Goal:
Each entry must be reproduced precisely as it stands.

[Items listed in a dataset]
------------------------------
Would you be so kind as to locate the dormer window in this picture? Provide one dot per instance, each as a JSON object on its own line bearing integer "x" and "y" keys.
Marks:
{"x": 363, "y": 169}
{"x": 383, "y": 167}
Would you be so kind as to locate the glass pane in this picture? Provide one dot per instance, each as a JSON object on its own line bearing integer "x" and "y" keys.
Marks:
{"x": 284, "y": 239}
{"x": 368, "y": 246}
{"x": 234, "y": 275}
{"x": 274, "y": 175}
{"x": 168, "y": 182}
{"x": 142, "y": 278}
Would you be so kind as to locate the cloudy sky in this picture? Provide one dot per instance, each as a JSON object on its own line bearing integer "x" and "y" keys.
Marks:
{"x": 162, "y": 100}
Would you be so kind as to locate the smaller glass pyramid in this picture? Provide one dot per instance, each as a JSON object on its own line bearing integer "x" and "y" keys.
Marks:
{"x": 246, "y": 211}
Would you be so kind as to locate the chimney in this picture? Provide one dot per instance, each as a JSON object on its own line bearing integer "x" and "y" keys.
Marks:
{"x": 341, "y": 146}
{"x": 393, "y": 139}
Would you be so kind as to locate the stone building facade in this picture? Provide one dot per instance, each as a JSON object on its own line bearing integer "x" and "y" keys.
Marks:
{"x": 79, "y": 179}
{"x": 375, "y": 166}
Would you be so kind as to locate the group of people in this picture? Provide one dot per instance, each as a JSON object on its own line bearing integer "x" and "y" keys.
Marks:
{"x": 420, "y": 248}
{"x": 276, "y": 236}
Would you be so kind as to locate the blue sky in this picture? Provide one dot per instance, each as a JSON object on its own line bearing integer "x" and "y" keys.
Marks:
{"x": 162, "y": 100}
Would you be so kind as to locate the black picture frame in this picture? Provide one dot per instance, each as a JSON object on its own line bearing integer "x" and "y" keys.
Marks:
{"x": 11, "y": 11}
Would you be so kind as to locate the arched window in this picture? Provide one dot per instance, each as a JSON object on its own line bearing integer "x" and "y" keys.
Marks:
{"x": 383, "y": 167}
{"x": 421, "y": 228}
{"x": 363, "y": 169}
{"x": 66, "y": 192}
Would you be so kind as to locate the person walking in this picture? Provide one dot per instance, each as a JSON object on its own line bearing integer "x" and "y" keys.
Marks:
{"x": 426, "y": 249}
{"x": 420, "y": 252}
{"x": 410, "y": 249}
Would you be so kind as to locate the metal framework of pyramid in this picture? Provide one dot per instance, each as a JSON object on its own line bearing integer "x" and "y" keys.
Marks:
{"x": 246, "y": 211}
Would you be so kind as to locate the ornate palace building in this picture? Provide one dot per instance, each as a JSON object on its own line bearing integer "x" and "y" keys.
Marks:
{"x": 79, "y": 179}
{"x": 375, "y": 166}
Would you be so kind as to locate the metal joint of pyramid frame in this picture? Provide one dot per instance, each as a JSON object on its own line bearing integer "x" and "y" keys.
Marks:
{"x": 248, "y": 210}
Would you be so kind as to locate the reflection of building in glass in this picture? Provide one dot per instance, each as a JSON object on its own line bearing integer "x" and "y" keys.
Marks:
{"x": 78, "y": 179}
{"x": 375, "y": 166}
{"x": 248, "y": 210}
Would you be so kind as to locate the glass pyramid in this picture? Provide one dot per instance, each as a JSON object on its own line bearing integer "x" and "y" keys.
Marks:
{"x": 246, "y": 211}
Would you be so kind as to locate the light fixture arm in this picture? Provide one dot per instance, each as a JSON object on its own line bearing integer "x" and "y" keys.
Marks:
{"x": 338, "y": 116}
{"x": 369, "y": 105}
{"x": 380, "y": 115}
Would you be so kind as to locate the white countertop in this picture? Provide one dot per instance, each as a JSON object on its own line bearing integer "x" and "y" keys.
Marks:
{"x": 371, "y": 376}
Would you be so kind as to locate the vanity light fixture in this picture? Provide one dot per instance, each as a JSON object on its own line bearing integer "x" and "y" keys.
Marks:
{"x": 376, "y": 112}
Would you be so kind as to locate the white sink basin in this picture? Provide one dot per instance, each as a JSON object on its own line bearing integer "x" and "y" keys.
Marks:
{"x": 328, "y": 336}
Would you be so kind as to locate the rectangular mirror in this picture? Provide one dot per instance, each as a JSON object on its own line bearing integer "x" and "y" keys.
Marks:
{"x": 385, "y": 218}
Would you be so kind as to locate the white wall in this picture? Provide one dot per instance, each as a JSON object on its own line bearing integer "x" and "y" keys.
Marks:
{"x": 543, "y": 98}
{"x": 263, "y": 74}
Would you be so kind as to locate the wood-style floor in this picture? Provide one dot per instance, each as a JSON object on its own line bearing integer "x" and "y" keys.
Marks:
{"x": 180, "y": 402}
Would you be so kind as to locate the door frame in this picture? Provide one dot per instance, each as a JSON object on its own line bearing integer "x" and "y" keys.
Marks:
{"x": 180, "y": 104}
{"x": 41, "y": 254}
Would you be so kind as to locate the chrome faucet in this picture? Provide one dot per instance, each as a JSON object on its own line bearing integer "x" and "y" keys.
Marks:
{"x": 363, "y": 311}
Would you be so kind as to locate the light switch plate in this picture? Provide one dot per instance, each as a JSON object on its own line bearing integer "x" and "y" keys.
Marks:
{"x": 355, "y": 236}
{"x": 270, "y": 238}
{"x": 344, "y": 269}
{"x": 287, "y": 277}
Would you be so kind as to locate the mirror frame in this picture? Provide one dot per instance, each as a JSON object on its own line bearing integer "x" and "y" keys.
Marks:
------------------------------
Solution below:
Would you be so kind as to locate the dormer window in this picture? Provide one dot per instance, each as a JSON object on its own line bearing integer "x" and "y" keys.
Marks:
{"x": 363, "y": 169}
{"x": 383, "y": 167}
Would you be so kind as to locate the glass pane in this picture? Provide one dot per instance, each as a JSON object on its own line bearing integer "x" and "y" keys.
Marks:
{"x": 284, "y": 239}
{"x": 368, "y": 246}
{"x": 234, "y": 275}
{"x": 274, "y": 175}
{"x": 168, "y": 182}
{"x": 142, "y": 278}
Would you be so kind as to locate the cloudy sky in this picture? Provide one dot per instance, each as a JSON object on its own line bearing integer "x" and "y" keys.
Marks:
{"x": 162, "y": 100}
Would you be so kind as to locate the smaller glass pyramid in this picture? Provide one dot per instance, each as a JSON object on its own line bearing integer "x" and "y" keys.
Marks:
{"x": 246, "y": 211}
Would you be so kind as to locate the chimney in this picture? Provide one dot per instance, each as a JSON object on its own line bearing integer "x" and "y" keys.
Marks:
{"x": 341, "y": 146}
{"x": 393, "y": 139}
Would you be so kind as to locate the stone building facade in this picture? Provide one dot per instance, each as a JSON object on its own line bearing integer "x" and "y" keys.
Marks:
{"x": 79, "y": 179}
{"x": 375, "y": 166}
Would you be so kind as to locate the group of people in this picture? Provide one dot per instance, each as a JSON object on its own line bearing integer "x" and "y" keys.
Marks:
{"x": 420, "y": 248}
{"x": 276, "y": 236}
Would you be so kind as to locate the blue sky in this picture? Provide one dot per instance, each as a JSON object on its own line bearing integer "x" and "y" keys.
Marks:
{"x": 162, "y": 100}
Would you be so kind as to locate the black picture frame in this picture? Provide one dot per instance, each as a JSON object on its own line bearing integer "x" and "y" keys.
Marks:
{"x": 11, "y": 11}
Would you be so kind as to locate the arched window in this picture? Provide one dot per instance, each as a JSON object on its own line bearing integer "x" and "y" keys.
Marks:
{"x": 383, "y": 167}
{"x": 421, "y": 228}
{"x": 363, "y": 169}
{"x": 66, "y": 192}
Would you be so kind as to locate the person walking in this picture? Provide one dot per instance, each as a JSON object on its own line bearing integer "x" and "y" keys.
Marks:
{"x": 426, "y": 249}
{"x": 420, "y": 252}
{"x": 410, "y": 249}
Would you be so kind as to locate the metal framework of pyramid in this picture? Provide one dot per instance, each as a JSON object on its own line bearing integer "x" and "y" keys.
Marks:
{"x": 246, "y": 211}
Would you be so kind as to locate the ornate palace building in this picture? Provide one dot per instance, each as a JSON object on its own line bearing integer "x" and "y" keys.
Marks:
{"x": 79, "y": 179}
{"x": 375, "y": 166}
Would you be so kind as to locate the metal joint of pyramid frame in this picture? Provide one dot per instance, each as a JSON object on its own line bearing integer "x" and "y" keys.
Marks:
{"x": 248, "y": 210}
Would you be so kind as to locate the reflection of building in glass in this picture? Provide one dot per instance, each as a JSON object on its own line bearing integer "x" and "y" keys.
Marks:
{"x": 78, "y": 179}
{"x": 375, "y": 166}
{"x": 248, "y": 210}
Would you be so kind as to locate the glass pyramid in this picture? Provide one dot per instance, each as a JSON object on its own line bearing integer "x" and "y" keys.
Marks:
{"x": 246, "y": 211}
Would you be so kind as to locate the light fixture arm in this picture? Provide one dot per instance, each as a JSON object on its own line bearing integer "x" and "y" keys.
Marks:
{"x": 338, "y": 116}
{"x": 369, "y": 105}
{"x": 380, "y": 115}
Would you be so kind as to locate the white countertop in this picture? Provide one dot per instance, each as a JSON object on its own line bearing integer "x" and "y" keys.
Marks:
{"x": 371, "y": 376}
Would you be so kind as to locate the vanity light fixture in this picture? Provide one dot per instance, each as a JSON object on its own line bearing integer "x" and "y" keys.
Marks:
{"x": 376, "y": 112}
Would you be so kind as to locate the white sink basin in this picture? Provide one dot per instance, each as a JSON object on its own line bearing integer "x" and "y" keys.
Marks:
{"x": 328, "y": 336}
Would you be so kind as to locate the rectangular mirror in this picture? Provide one dot per instance, each as a JSON object on its own line bearing integer "x" and "y" keys.
Marks:
{"x": 385, "y": 218}
Would you be so kind as to locate the white wall in this picture? Provide one dot per instance, each as a JSON object on its own line bearing integer "x" and "y" keys.
Marks:
{"x": 543, "y": 98}
{"x": 263, "y": 74}
Would you be so kind as to locate the wood-style floor in this picture? Provide one dot per instance, each as a JSON object on its own line bearing integer "x" and "y" keys.
Marks:
{"x": 180, "y": 402}
Would you be so kind as to locate the door frame in this picture? Provide one dot per instance, each as a JSON object on its own line bearing integer "x" and "y" keys.
Marks:
{"x": 180, "y": 104}
{"x": 41, "y": 254}
Would you be so kind as to locate the chrome faucet in this picture? Provide one dot per instance, each as a JSON object on its own line bearing integer "x" and "y" keys.
Marks:
{"x": 363, "y": 311}
Would you be so kind as to locate the light switch plate in this picture? Provide one dot per instance, each as a JSON object on its own line bearing integer "x" and "y" keys.
Marks:
{"x": 355, "y": 236}
{"x": 270, "y": 238}
{"x": 344, "y": 269}
{"x": 287, "y": 277}
Would you be so kind as to locate the mirror frame in this picture? Provide one dot per instance, each as a JSON object on its own line bearing integer "x" and "y" keys.
Marks:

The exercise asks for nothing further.